## Problem to work on
Lines before the one containing "Keypoint placement: for each instance of the tall" are left out; copy that line and every later line through the end of the data exactly.

## Input material

-*-*-

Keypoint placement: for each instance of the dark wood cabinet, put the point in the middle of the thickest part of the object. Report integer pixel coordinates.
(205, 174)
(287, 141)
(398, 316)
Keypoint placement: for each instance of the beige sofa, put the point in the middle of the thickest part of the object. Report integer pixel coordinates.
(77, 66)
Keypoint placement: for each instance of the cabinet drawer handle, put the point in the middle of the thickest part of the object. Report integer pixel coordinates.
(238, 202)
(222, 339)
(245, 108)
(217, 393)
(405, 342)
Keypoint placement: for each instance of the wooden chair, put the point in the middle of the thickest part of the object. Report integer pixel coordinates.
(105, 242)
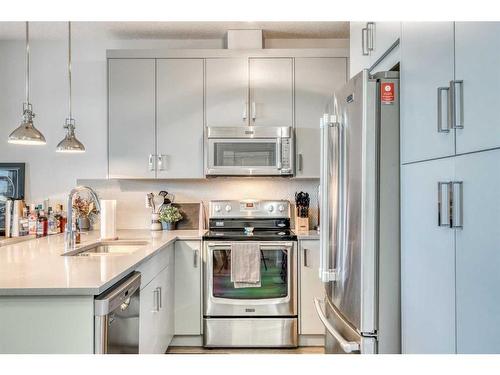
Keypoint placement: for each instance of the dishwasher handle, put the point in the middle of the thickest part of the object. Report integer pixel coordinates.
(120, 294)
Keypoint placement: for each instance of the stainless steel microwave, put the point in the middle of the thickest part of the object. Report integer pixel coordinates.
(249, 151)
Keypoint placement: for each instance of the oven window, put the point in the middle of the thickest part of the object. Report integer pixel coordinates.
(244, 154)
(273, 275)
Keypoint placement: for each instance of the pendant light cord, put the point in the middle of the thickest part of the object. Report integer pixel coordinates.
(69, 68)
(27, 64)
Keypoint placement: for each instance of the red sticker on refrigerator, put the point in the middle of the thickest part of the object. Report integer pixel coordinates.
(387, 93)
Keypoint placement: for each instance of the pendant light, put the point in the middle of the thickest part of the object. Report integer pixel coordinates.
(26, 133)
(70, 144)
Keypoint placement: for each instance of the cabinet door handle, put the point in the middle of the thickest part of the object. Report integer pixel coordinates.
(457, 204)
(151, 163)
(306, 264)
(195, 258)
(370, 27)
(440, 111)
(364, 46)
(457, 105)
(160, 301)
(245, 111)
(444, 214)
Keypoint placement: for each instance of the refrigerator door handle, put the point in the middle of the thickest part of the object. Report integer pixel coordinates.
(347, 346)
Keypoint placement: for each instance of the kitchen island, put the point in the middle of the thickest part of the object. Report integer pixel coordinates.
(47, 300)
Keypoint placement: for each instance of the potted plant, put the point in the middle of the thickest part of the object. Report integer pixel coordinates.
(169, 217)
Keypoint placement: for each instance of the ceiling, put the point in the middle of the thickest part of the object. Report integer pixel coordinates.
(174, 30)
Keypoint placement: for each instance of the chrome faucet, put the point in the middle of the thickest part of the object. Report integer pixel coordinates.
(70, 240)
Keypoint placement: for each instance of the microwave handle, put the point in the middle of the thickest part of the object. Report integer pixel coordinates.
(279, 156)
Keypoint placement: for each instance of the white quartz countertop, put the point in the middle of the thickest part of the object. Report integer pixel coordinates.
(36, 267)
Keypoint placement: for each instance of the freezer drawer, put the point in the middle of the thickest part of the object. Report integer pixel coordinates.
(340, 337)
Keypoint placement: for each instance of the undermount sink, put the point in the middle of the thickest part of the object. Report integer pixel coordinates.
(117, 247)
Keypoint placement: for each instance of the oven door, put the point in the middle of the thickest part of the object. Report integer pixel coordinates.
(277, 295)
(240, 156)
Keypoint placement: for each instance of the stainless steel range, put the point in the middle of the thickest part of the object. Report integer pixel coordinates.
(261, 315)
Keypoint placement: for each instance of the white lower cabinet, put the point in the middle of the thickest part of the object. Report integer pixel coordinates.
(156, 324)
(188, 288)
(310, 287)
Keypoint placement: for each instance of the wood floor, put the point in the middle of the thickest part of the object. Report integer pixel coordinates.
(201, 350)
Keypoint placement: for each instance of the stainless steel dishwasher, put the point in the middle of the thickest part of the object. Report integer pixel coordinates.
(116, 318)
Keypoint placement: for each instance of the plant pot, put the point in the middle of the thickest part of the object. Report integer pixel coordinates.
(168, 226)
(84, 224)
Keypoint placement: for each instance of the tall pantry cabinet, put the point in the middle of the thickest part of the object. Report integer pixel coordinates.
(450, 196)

-*-*-

## Answer below
Keypoint placement: for each instance of the tall pantry cabinet, put the point in the middle of the thickest part of the object. Report integer pixel coordinates.
(450, 196)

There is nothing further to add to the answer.